[Dataset entries]
## Start

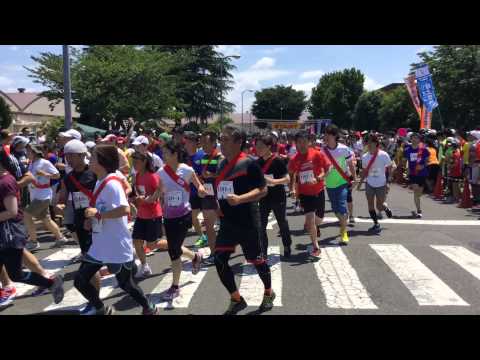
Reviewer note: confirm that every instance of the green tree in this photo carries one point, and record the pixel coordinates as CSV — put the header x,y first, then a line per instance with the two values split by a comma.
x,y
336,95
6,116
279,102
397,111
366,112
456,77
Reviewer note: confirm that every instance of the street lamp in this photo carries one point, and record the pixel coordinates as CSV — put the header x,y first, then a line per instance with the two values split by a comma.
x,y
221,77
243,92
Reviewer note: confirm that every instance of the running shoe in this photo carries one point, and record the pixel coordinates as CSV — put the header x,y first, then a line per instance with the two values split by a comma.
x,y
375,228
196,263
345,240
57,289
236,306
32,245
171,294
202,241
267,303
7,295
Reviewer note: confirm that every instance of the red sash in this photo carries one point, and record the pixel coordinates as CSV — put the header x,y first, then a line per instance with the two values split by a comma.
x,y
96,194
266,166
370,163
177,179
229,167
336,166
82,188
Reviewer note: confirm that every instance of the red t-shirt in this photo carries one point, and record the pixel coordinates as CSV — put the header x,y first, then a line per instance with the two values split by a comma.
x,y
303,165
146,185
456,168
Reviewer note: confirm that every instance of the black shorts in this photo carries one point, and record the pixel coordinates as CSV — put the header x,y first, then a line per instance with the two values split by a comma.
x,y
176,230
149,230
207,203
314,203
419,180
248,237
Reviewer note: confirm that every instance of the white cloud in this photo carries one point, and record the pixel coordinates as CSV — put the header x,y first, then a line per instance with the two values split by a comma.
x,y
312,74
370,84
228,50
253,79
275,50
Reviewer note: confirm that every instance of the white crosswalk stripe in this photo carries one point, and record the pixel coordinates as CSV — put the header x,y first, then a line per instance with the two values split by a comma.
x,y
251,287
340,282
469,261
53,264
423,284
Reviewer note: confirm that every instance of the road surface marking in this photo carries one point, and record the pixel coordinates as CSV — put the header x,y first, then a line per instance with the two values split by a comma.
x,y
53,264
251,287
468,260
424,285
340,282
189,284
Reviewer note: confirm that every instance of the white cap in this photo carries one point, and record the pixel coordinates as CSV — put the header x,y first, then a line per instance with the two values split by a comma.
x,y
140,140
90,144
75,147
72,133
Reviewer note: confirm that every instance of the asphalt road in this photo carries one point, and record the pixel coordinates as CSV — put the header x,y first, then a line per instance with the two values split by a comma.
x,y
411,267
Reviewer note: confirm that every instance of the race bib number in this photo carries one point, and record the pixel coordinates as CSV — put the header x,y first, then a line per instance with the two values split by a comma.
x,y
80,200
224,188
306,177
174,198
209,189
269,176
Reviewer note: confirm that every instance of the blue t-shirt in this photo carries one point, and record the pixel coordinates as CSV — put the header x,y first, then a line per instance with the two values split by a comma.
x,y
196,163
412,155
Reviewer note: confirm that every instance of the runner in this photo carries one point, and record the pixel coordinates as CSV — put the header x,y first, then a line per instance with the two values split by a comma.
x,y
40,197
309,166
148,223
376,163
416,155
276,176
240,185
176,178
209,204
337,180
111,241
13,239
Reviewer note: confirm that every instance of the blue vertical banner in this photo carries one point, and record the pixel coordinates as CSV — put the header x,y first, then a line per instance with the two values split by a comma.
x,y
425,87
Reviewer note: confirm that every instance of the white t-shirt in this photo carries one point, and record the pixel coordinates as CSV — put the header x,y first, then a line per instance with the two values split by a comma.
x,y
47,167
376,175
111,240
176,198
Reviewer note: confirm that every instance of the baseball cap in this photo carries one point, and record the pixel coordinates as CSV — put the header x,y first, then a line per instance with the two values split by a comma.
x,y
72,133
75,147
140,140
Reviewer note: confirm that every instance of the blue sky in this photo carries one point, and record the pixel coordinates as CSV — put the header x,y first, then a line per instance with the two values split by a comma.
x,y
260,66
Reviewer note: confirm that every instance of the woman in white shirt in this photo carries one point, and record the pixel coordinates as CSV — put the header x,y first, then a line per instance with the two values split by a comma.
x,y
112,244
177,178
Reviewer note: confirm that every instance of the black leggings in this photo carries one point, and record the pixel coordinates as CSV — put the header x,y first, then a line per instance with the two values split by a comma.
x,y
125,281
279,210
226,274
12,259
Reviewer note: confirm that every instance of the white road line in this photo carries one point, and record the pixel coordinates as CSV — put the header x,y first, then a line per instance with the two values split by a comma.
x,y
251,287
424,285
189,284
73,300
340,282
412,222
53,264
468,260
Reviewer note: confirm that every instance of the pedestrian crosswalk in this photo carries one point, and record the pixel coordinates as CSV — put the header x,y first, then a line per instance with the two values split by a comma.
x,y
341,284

## End
## Start

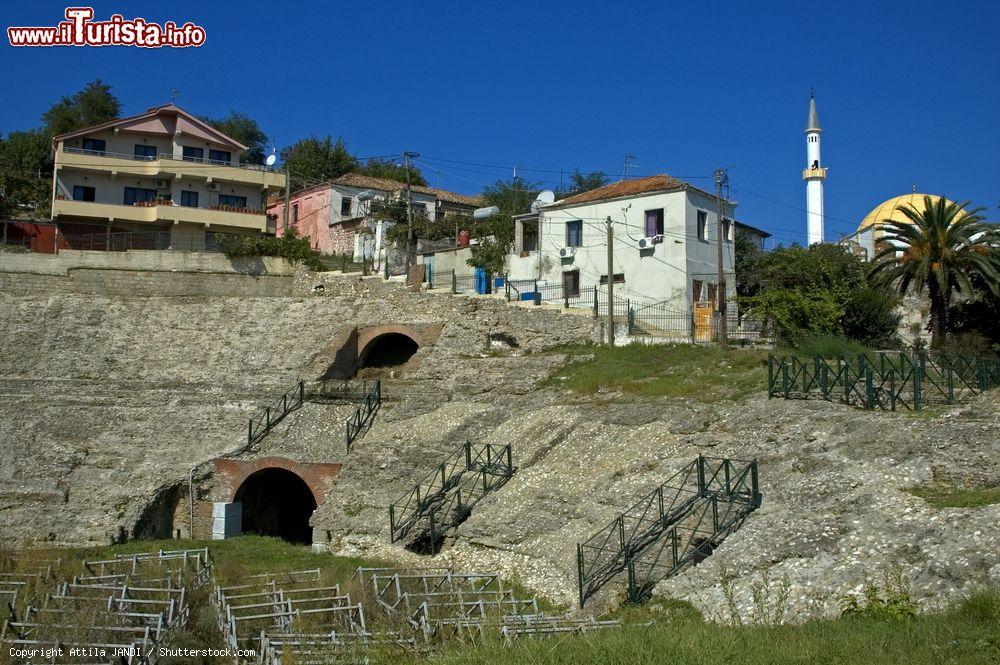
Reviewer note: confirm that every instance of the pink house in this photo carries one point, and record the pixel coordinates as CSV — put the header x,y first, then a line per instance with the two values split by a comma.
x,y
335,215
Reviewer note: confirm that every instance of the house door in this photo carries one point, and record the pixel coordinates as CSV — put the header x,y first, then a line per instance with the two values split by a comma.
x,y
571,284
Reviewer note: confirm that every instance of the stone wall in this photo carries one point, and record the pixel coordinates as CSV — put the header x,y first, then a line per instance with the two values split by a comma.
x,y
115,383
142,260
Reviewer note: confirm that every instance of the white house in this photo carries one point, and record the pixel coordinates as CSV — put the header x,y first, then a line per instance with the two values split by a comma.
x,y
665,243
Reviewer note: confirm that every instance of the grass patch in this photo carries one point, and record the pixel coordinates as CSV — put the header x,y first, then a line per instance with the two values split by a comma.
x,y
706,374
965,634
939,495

## End

(Problem details): Locate every line in the records that contains the word "pink", and copy each of those lines in full.

(Full response):
Reviewer note: confirm that every instance of the pink house in this photo carries one point, and record the pixel coordinates as CSV — put the header x,y first, then a line per instance with the two values split by a comma.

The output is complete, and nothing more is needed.